Stated goal A: Decide whether each statement agrees with the divisor-sum proof, and support each yes or no with the deciding words of the proof, quoted exactly: (i) the proof works on g(n) before it works on f(n); (ii) in the step from n to np^k, the prime p is taken to divide n; (iii) the writer says they checked the reader's own proof.

Page excerpt:
-- -- --

Prove the asymptotic for the sum $\sum_{d\mid n}\frac{\mu(d)\ln(d)}{d}=O(\ln(\ln(n)))$
I don't know about your proof, but here is a proof. Let $f(n):=\sum_{d|n}\frac{\mu(d)\ln(d)}d$ and $g(n):=\sum_{d|n}\frac{\mu(d)}d$. Let us first study $g(n)$. For $p$ prime and not a divisor of $n$, we have \begin{align} g(np^k)&=\sum_{d|np^k}\frac{\mu(d)}d\\ &=\sum_{d|n}\left(\frac{\mu(d)}d+\frac{\mu(dp)}{dp}+...+\frac{\mu(dp^k)}{dp^k}\right)\\ &=\sum_{d|n}\left(\frac{\mu(d)}d-\frac{\mu(d)}{dp}\right)\\ &=\left(1-\frac1p\right)g(n) \end{align} so $|g(np^k)|\leq|g(n)|$. By induction, we have $|g(n)|\leq1$ for all $n$.
Now let us study $f(n)$. For $p$ prime and not a divisor of $n$, we have \begin{align} f(np^k)&=\sum_{d|np^k}\frac{\mu(d)\ln(d)}d\\ &=\sum_{d|n}\left(\frac{\mu(d)\ln(d)}d+\frac{\mu(dp)\ln(dp)}{dp}+...+\frac{\mu(dp^k)\ln(dp^k)}{dp^k}\right)\\ &=\sum_{d|n}\left(\frac{\mu(d)\ln(d)}d-\frac{\mu(d)(\ln(d)+\ln(p))}{dp}\right)\\ &=\left(1-\frac1p\right)f(n)-\frac{\ln(p)}pg(n) \end{align} so $|f(np^k)|\leq|f(n)|+\frac{ln(p)}p|g(n)|\leq|f(n)|+\frac{\ln(p)}p$.
By induction, for any $n$ with prime divisors $p_1,...,p_\ell$ we get $|f(n)|\leq\frac{\ln(p_1)}{p_1}+...+\frac{\ln(p_\ell)}{p_\ell}$.

-- -- --

Material to process:
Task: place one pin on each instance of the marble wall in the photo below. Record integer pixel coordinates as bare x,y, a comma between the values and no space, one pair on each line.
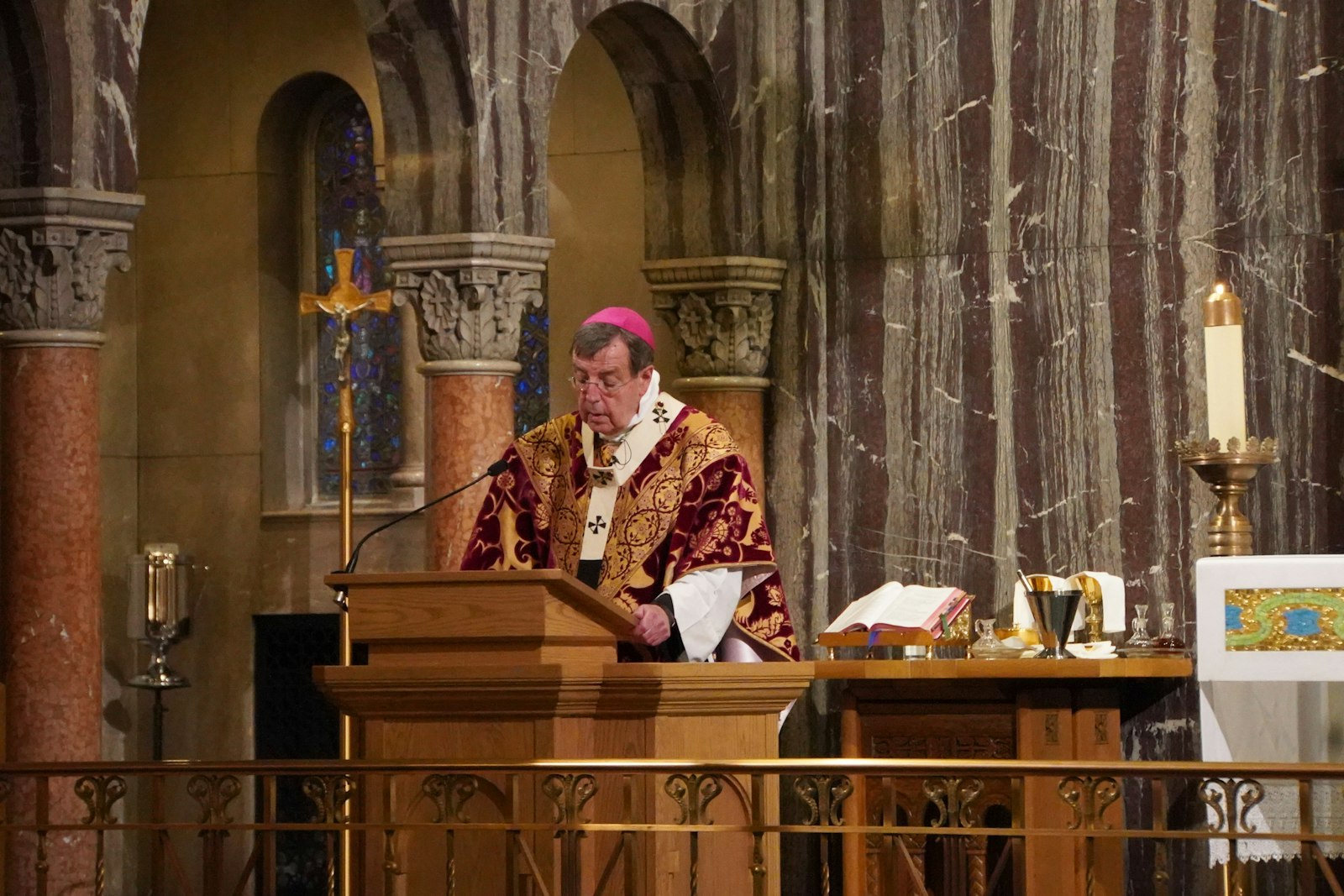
1025,204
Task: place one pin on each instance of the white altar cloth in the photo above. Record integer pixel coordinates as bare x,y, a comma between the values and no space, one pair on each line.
1268,705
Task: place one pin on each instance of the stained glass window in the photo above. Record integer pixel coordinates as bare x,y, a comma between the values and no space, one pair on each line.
349,214
533,396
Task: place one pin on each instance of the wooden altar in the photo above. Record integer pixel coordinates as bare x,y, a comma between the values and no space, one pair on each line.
521,667
1052,710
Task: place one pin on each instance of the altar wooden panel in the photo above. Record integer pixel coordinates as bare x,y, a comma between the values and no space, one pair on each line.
988,710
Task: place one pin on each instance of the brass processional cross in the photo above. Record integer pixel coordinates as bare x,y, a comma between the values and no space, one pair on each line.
344,302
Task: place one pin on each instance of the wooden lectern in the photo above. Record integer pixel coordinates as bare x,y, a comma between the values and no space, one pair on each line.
521,665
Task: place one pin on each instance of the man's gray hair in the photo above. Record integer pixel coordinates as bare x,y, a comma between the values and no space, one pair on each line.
591,338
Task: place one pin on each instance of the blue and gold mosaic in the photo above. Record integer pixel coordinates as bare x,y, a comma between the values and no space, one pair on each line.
1284,618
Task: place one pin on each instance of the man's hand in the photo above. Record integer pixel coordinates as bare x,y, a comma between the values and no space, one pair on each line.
651,625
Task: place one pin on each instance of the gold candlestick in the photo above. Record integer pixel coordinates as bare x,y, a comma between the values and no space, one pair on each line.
1229,474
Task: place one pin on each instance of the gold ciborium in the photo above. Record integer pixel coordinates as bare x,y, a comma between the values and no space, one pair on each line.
1229,474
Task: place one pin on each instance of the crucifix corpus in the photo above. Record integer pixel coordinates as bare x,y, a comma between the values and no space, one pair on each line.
344,302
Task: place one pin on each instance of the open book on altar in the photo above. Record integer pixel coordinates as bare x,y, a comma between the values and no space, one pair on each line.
902,606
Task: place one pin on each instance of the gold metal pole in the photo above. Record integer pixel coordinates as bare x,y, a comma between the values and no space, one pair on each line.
343,302
347,543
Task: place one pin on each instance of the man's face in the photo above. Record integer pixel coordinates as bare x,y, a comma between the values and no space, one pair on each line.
611,396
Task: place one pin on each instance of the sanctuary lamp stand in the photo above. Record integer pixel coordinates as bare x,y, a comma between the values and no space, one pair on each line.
1229,476
165,587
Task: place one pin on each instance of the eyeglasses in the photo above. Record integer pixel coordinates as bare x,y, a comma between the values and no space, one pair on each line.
605,387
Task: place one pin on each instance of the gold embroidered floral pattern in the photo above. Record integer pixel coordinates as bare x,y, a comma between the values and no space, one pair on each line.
689,506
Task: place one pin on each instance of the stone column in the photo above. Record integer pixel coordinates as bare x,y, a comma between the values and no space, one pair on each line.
722,309
57,246
410,474
470,291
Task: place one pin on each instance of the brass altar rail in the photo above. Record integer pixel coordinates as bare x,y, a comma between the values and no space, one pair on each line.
580,828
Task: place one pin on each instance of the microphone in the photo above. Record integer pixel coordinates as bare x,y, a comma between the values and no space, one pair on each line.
492,470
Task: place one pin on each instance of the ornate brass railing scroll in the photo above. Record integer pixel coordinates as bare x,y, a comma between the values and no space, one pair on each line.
824,795
100,794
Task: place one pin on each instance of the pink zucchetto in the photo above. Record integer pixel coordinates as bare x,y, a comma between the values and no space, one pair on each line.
627,318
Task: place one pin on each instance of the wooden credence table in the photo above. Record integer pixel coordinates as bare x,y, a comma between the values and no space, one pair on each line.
1043,710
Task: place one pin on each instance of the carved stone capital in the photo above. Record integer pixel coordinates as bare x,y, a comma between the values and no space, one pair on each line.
468,291
721,309
57,246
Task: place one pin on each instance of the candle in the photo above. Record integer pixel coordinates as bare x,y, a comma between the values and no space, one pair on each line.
1223,367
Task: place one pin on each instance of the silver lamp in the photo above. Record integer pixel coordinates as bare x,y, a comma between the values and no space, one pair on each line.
165,589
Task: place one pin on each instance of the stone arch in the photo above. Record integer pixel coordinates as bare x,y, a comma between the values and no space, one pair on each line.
26,96
690,197
416,47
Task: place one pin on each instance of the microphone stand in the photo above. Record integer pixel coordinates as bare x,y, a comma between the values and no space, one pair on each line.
343,590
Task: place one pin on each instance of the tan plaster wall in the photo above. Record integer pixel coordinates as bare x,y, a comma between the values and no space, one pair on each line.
596,210
183,399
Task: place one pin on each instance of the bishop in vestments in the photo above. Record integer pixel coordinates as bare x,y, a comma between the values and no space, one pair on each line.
648,501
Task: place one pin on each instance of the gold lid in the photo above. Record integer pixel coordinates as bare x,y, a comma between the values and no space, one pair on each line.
1222,308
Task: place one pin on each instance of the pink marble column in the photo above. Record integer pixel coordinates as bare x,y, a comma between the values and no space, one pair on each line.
51,587
470,293
470,425
57,244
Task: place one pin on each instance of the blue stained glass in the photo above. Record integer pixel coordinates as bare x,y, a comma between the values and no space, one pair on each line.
533,396
349,215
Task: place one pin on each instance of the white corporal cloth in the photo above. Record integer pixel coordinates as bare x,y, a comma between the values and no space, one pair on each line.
1269,705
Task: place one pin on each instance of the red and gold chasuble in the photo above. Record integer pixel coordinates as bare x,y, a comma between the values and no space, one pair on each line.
689,506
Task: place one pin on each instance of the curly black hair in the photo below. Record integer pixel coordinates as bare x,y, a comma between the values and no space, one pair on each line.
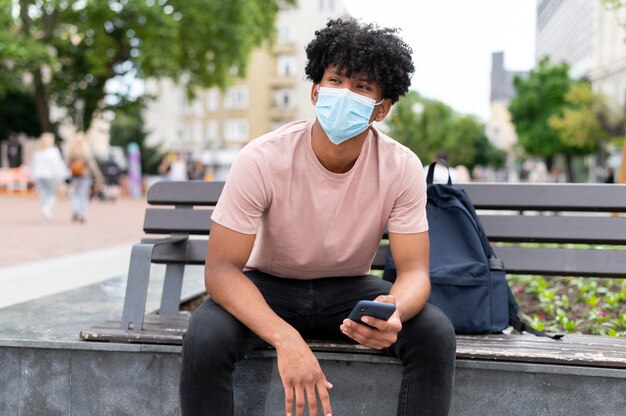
358,48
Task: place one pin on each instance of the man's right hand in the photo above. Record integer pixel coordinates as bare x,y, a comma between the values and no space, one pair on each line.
302,376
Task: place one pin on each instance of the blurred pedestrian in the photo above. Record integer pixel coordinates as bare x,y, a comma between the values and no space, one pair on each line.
84,171
48,169
174,167
610,176
442,169
196,173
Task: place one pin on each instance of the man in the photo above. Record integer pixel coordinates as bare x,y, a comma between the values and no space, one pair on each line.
295,231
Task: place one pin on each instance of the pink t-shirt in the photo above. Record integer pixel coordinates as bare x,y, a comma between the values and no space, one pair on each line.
310,222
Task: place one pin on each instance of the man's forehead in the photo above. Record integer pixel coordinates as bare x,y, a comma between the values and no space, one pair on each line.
362,76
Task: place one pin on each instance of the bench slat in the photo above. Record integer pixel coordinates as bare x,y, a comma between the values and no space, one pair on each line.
555,229
555,197
185,193
563,262
572,349
177,221
189,252
579,350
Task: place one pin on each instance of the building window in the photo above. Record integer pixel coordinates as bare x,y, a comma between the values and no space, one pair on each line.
287,65
285,34
212,99
212,131
283,98
236,97
236,130
197,106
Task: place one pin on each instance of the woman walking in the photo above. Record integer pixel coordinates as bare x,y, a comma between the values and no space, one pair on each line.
48,169
84,170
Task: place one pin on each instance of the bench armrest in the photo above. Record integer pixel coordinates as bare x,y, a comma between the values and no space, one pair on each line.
139,278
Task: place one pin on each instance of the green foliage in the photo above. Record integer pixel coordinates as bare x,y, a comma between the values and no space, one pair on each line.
579,124
18,115
426,126
572,305
539,97
127,127
71,49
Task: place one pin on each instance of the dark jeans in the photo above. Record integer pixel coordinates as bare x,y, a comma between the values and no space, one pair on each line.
216,341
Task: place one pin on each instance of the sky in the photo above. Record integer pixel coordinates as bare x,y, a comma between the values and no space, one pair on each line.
452,42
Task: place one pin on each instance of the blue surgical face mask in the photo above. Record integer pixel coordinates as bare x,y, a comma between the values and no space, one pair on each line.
342,113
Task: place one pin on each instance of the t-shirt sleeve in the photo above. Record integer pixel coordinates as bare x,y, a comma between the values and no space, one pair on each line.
408,215
244,198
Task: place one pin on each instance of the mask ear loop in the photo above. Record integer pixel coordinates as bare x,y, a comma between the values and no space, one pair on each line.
375,104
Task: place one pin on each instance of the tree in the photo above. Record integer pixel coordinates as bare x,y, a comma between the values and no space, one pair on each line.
69,50
426,126
537,98
18,115
127,127
580,123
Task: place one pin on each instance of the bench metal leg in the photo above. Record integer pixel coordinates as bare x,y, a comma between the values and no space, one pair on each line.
137,287
172,288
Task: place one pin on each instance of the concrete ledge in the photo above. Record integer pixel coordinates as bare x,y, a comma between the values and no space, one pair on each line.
129,379
45,369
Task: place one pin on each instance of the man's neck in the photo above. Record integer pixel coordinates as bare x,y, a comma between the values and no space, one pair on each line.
336,158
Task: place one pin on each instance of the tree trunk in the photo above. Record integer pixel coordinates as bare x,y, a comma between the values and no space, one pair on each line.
621,177
569,168
41,100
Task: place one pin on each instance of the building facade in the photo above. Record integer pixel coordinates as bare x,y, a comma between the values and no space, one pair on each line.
216,124
565,31
499,128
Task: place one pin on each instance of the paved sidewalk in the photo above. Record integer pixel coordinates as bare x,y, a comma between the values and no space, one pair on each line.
28,238
38,259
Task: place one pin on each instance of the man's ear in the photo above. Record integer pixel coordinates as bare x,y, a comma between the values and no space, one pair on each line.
384,109
314,92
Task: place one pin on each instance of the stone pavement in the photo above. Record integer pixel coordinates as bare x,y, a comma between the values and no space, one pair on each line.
39,259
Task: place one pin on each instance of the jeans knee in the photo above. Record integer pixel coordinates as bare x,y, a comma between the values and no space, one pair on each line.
214,338
432,332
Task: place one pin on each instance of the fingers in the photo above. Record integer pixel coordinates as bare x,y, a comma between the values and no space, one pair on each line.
311,400
386,299
300,401
301,392
380,334
288,400
322,392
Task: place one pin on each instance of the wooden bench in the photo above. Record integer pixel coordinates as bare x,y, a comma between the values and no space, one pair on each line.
511,213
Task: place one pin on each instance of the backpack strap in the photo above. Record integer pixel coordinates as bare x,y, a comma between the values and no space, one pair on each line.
431,171
521,326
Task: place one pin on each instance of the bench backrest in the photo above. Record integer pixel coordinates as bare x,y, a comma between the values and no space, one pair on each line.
581,216
578,225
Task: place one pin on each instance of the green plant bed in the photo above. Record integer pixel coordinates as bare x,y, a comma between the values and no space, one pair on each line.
572,305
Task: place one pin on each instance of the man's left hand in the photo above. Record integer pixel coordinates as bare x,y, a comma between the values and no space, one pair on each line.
377,334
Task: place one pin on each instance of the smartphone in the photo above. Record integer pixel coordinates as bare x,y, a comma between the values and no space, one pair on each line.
377,310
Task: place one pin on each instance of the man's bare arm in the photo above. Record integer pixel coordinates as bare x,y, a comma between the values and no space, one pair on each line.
412,286
225,282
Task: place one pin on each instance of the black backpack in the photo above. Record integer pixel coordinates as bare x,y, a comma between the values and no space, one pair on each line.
468,281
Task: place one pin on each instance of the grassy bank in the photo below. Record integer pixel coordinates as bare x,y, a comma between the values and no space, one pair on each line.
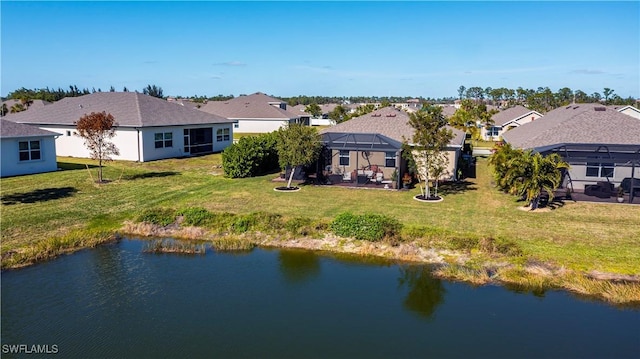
584,237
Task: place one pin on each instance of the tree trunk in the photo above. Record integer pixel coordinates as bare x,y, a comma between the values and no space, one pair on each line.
293,170
534,202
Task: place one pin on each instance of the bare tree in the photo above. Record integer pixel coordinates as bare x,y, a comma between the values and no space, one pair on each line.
96,129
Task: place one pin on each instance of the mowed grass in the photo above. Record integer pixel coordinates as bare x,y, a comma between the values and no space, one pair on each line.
581,236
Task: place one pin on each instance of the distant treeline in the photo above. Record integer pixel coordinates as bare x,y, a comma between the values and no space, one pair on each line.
541,99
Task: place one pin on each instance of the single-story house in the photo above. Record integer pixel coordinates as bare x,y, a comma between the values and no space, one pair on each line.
371,146
148,128
600,144
507,119
628,110
26,149
322,120
257,113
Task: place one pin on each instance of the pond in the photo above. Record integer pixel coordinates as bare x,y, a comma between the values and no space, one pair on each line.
117,301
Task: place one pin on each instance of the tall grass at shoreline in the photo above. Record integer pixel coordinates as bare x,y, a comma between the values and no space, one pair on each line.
47,214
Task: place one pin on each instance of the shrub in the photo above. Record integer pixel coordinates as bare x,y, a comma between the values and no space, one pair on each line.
159,216
195,216
370,227
250,156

-- -- --

Stated goal B: Filter the rows above down to every line that contains the string "sleeve", with case counting, and copy each of those lines.

Written response A:
(i) Yes: "Let us first study $g(n)$."
(ii) No: "For $p$ prime and not a divisor of $n$"
(iii) No: "I don't know about your proof, but here is a proof."

Written response B:
Task: place one pin on each instance of the t-shirt sleeve in the photo above. Record integer pixel coordinates as bare x,y, a comma between the values and no space, one pair on each line.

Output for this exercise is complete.